I went to the doctor today.
Doc: Hi there! So you’re here for your annual… would you like STD testing?
Me: No thanks, I’m good.
Doc: Do you have any partners?
Me: Yes… Actually, we got married this year. [raise hand to show ring, smile awkwardly]
Doc: Congratulations! Are you planning to have kids?
Me: Uh.. we’ve talked about it… but we’re not trying or anything…
Doc: Well, don’t stress about it, but if you wait much longer you might want to think about freezing some embryos.
Didn’t see that coming. I wonder if all 30-somethings get the same thirty second STD to frozen embryo (or egg) talk. I thought embryo freezing was mostly for the wealthy celebrity-types (looking at you Sophia Vergara and ex-fiance Nick Loeb).

---

What is expected:
Please continue the account of the annual doctor's visit, picking up right after the sentence that ends "ex-fiance Nick Loeb)."

---

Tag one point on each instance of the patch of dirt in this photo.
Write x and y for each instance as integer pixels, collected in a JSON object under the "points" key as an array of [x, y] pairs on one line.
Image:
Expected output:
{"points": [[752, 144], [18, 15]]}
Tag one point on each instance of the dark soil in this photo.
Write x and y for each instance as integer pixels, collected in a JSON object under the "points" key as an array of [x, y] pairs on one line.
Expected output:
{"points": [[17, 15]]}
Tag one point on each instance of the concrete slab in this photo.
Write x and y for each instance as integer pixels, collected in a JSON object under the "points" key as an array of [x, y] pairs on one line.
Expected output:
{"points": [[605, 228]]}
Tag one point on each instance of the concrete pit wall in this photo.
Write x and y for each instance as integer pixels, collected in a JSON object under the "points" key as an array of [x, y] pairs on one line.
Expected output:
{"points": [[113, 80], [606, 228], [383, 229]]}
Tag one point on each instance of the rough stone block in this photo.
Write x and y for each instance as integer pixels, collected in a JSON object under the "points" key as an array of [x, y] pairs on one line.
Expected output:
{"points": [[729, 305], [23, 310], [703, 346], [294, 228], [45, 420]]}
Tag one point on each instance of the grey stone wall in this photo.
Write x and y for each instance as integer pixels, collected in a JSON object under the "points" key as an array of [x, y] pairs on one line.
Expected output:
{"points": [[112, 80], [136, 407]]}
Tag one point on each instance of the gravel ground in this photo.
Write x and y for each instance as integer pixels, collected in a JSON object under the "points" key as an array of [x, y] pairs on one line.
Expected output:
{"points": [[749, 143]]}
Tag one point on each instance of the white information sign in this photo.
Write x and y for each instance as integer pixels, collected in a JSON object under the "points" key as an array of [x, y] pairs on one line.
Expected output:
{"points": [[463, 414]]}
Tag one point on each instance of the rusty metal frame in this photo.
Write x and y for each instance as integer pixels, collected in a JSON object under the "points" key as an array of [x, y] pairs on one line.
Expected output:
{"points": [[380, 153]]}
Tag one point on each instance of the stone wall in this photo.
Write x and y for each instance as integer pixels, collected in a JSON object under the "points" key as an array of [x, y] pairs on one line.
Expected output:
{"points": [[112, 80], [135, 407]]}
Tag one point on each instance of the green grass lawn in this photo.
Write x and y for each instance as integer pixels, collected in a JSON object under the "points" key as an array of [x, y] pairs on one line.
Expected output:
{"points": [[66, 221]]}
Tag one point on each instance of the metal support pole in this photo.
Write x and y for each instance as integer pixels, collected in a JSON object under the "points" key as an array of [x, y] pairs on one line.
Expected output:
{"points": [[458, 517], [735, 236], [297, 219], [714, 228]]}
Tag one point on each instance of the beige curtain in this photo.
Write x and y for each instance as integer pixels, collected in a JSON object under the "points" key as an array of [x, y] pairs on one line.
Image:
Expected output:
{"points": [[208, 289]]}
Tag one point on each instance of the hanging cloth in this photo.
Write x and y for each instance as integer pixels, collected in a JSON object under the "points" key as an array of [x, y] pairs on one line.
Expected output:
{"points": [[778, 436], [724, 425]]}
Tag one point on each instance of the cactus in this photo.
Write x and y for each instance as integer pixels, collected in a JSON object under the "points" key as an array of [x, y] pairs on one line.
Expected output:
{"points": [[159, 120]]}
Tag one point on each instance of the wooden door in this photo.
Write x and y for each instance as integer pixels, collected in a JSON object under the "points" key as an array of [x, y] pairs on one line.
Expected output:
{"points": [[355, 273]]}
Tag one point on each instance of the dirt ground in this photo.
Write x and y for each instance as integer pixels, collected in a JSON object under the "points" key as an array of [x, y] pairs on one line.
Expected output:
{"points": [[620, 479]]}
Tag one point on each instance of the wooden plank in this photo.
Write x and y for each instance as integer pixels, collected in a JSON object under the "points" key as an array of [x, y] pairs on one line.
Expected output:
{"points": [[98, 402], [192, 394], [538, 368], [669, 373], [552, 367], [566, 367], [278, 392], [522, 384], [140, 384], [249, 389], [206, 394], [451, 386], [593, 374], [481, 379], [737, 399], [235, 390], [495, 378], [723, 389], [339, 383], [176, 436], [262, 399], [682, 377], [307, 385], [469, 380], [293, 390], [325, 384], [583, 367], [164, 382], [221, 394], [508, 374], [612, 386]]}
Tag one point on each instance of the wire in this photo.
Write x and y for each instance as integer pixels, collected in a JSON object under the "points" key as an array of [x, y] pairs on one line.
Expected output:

---

Response area:
A quick Google search seems to indicate that “banking” as it’s called appears to be gaining in accessibility and popularity. Prime candidates for banking include women wanting to delay childbearing for various reasons, and women diagnosed with cancer. The numbers seem to suggest that the frozen embryos have a better viability success rate when compared to thawing and fertilizing a frozen egg. But for women without a male partner or sperm donor, or who for whatever reason don’t want to mix before freezing– know that there are many factors that could be skewing these numbers. And some banking centers report pregnancy rates via frozen eggs as being just as good as via frozen embryos.
Costs total roughly in the $5-10k range for freezing of the embryos/eggs, $500 per year storage fee, and $5k to thaw. Rumor has it that some insurances may even provide coverage, but I didn’t look that far into it.